■ À faire ■
1. D'après la fiche du film, à qui le projet était-il destiné à l'origine ?
2. Pour chacune des affirmations suivantes, dites si elle concorde avec la fiche du film et citez les mots qui le montrent. (a) Le film a été présenté en compétition. (b) Sam préfère suivre son instinct. (c) Sandra Bullock a connu un énorme succès mondial avec Miss Congeniality en 2000.

USA / 2002 / sortie en salle le 5 juin 2002
Hors Compétition / Présenté le : 23.05.02

Dans une bourgade californienne, un meurtre atroce est découvert. Cassie, vétéran et brillante spécialiste des scènes de crimes. Avec son nouveau co-équipier, Sam, elle conduit une enquête qui la mène au jeune Richard. Si Sam préfère interroger les indices et les détails, Cassie suit plutôt son instinct jusqu'à se décridibiliser. Entre le meurtre parfait d'une sauvagerie rare et une théorie plus complexe, il y a un pacte amical, un passé à retrouver, la criminologue devra affronter les pires démons.
Barbet Schroder aime les thrillers où les ambiguïtés permettent de dévoiler les recoins de la psychologie de gens brillants. Cet ancien collaborateur des Cahiers du Cinéma - ce qui lui vaut aujourd'hui un certain respect par la presse cinéphile - il fut aussi assistant de Godard avant de créer Les Films du Losange. En 87, il s'envole pour Hollywood où il tourne Barfly (avec Roorke et Dunaway), Le mystère Von Bulow (avec Irons et Close), J.F. cherche appartement (avec Bridget Fonda et Jennifer Jason Leigh).... Avec le Mystèe Von Bulow, il est cité à l'Oscar et aux Golden Globes. Mais il renoue avec les Festivals et les critiques élogieuses avec La Vierge des Assassins, film cruel et noire sur la dope en Colombie.
Sandra Bullock est une méga-star internationale. Depuis Speed, elle rivalise avec Julia Roberts et Cameron Diaz dans le coeur du public américain. Avec miss Congeniality en 2000, elle s'octroie un énorme succès mondial. Elle obtient ici un de ses rôles de femmes fortes qu'elle affectionne tant. On lui adjoint Ben Chaplin, révélé par le romantique Entre chiens et chats, Ryan Gosling, qui incarna Danny Balint, jeune skinhead juif, et Michael Pitt, déjà choisi par Van Sant, Larry Clark et John Cameron Mitchell.
Le film est sorti en mars dernier au USA avant de s'offrir les marches cannoises. Le succès est modeste avec un peu plus de 30 millions de $ au B.O. US. Par ailleurs, il s'agit du premier film produit par un studio relatif à des enfants meurtriers, depuis le massacre de Columbine, dont Michael Moore s'est inspiré pour son documentaire.A l'origine le projet était destiné à Rob Reiner.

  LE MYSTERE FROM BULLOCK

"- Ils t'ont dit pourquoi on m'appelait la hyène ?
- Non.
- Parce que la femelle hyène porte un faux pénis.

[Entrées de pointage et d'étiquetage]
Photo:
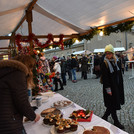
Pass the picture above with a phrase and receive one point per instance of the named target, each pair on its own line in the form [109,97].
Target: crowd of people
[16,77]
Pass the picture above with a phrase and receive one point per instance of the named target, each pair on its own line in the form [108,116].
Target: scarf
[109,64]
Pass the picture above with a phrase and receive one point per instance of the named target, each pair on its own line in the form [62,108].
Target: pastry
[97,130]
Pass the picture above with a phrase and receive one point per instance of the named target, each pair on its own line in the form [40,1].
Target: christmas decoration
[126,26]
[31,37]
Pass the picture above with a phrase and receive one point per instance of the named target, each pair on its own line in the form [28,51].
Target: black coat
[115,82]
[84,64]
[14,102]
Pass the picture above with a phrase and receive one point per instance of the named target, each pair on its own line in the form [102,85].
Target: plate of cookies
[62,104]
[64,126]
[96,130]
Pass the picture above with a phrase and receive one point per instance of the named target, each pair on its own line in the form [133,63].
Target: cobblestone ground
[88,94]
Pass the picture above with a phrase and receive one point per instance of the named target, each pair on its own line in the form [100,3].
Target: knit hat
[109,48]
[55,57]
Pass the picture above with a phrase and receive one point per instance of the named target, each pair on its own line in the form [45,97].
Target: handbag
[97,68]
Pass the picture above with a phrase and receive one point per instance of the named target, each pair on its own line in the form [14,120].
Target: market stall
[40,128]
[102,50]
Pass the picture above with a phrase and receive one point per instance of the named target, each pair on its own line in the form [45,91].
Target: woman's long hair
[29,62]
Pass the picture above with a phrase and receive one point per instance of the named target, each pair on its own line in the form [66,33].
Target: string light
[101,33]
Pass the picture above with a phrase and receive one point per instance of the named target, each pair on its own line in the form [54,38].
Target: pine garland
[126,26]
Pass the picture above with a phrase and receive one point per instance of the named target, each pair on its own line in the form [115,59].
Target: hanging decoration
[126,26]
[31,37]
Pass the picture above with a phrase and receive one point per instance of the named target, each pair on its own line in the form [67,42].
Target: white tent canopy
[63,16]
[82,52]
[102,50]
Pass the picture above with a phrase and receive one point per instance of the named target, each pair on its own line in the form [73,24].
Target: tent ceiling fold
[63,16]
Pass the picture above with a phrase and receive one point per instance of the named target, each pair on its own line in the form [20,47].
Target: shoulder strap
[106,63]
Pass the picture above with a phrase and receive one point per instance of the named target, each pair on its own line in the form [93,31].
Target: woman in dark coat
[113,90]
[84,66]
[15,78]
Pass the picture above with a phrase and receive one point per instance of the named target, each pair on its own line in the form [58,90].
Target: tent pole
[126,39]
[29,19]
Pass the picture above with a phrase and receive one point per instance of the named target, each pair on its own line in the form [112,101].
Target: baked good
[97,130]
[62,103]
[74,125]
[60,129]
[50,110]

--

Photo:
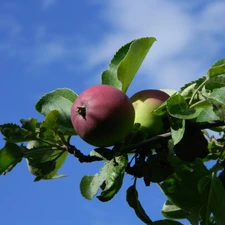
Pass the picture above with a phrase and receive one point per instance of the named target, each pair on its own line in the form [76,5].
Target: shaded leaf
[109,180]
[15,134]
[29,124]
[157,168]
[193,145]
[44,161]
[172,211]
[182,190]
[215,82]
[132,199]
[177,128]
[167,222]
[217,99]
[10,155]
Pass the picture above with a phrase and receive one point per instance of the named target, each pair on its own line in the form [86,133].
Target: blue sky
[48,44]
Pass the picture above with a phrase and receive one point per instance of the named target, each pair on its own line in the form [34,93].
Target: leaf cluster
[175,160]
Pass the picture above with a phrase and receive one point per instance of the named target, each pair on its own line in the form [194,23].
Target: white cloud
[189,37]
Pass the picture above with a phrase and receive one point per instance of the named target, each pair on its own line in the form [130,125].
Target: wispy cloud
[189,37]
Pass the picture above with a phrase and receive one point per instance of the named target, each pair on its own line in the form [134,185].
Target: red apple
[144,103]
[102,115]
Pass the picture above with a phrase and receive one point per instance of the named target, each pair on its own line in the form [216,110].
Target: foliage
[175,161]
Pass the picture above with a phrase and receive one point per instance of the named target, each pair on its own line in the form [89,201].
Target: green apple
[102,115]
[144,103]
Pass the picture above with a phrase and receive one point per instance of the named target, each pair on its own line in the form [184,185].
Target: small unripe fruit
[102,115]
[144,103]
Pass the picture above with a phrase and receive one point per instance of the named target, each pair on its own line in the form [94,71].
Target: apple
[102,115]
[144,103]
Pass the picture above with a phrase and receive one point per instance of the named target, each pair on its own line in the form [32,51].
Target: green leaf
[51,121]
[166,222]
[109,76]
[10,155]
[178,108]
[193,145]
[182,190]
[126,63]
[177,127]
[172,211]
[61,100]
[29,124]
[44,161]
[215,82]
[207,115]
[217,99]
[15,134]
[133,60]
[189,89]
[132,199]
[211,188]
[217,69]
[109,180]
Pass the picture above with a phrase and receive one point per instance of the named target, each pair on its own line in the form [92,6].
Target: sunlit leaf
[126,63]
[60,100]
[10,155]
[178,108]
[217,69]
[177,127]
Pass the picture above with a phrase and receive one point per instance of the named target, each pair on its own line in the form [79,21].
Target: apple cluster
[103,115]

■ Tâches résolues ■
1. À Rob Reiner.

2.
(a) Non : « Hors Compétition ».
(b) Non : « Si Sam préfère interroger les indices et les détails ».
(c) Oui : « Avec miss Congeniality en 2000, elle s'octroie un énorme succès mondial ».